Render each line of the listing below as one string in a JSON list, omitting any blank lines.

▽

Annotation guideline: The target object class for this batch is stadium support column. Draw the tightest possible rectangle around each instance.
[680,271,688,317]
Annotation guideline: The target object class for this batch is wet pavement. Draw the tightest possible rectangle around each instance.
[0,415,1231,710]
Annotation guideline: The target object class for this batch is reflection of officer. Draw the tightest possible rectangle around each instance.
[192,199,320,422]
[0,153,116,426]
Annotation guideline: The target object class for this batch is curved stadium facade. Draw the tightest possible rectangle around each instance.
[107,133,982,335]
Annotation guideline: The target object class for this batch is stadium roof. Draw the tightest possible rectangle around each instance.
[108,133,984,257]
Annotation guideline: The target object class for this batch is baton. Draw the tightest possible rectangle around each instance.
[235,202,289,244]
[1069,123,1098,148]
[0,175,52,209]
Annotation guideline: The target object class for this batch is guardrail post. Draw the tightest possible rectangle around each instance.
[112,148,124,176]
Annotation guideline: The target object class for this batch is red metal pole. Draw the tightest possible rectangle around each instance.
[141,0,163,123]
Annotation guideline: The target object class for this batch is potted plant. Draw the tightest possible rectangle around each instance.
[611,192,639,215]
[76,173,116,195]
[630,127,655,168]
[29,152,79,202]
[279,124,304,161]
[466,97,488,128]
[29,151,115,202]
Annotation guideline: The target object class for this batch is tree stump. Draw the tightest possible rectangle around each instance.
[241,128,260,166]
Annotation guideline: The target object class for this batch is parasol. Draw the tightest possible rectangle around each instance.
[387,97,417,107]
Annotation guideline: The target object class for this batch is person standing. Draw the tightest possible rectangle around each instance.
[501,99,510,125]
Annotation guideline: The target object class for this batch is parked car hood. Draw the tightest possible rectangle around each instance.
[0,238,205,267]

△

### OUTPUT
[
  "Annotation guideline: The target object class for this batch is stadium support column. Draw the tightest possible rectangle around each instance.",
  "[680,271,688,317]",
  "Annotation guideline: The target object class for this batch is wet pavement. Draw the tightest possible rectangle around each instance.",
  "[0,415,1231,710]",
  "Annotation guideline: The target object class for this batch is reflection of officer. Draw the tightest possible rectangle around each instance.",
  "[192,199,320,422]",
  "[0,153,116,426]",
  "Annotation guideline: The target object class for this batch is curved stadium facade. Draw the tightest possible rectangle around each instance.",
  "[107,133,982,335]",
  "Annotation guideline: The target object class for this batch is stadium roof. Draw the tightest possible rectangle around each instance.",
  "[108,133,984,257]",
  "Annotation guideline: The target object class for this batch is baton. Draw the tightest possible rectangle around each instance.",
  "[235,202,289,244]",
  "[1069,123,1098,148]",
  "[0,175,52,209]",
  "Annotation guideline: The target object class for this batch is guardrail post. Draw the tightest possible rectangle around each instance.",
  "[112,148,124,176]",
  "Annotation guideline: The target object class for this batch is red metal pole. Draw the tightest possible rectangle around each instance.",
  "[141,0,163,123]",
  "Annotation guideline: The target object class for this batch is potted plant. Draw the tightest possible rectangle around each instance.",
  "[611,192,639,215]",
  "[76,173,116,195]",
  "[630,127,655,168]",
  "[29,152,79,202]",
  "[279,124,304,161]",
  "[466,97,488,128]",
  "[29,151,115,202]",
  "Annotation guideline: The target object class for this batch is tree stump. Draw the tightest possible rectangle around each instance.",
  "[241,128,260,166]",
  "Annotation guideline: The target object class for this batch is parasol. Draw the tightest possible rectangle around each instance.",
  "[387,97,417,107]",
  "Annotation guideline: The target object class for this batch is person standing. Draw the tightest possible rectangle around each instance.",
  "[501,99,510,125]",
  "Annotation guideline: The target object class for this batch is parked car hood. Draw the tightest possible rectangle around each instance.",
  "[0,238,205,267]"
]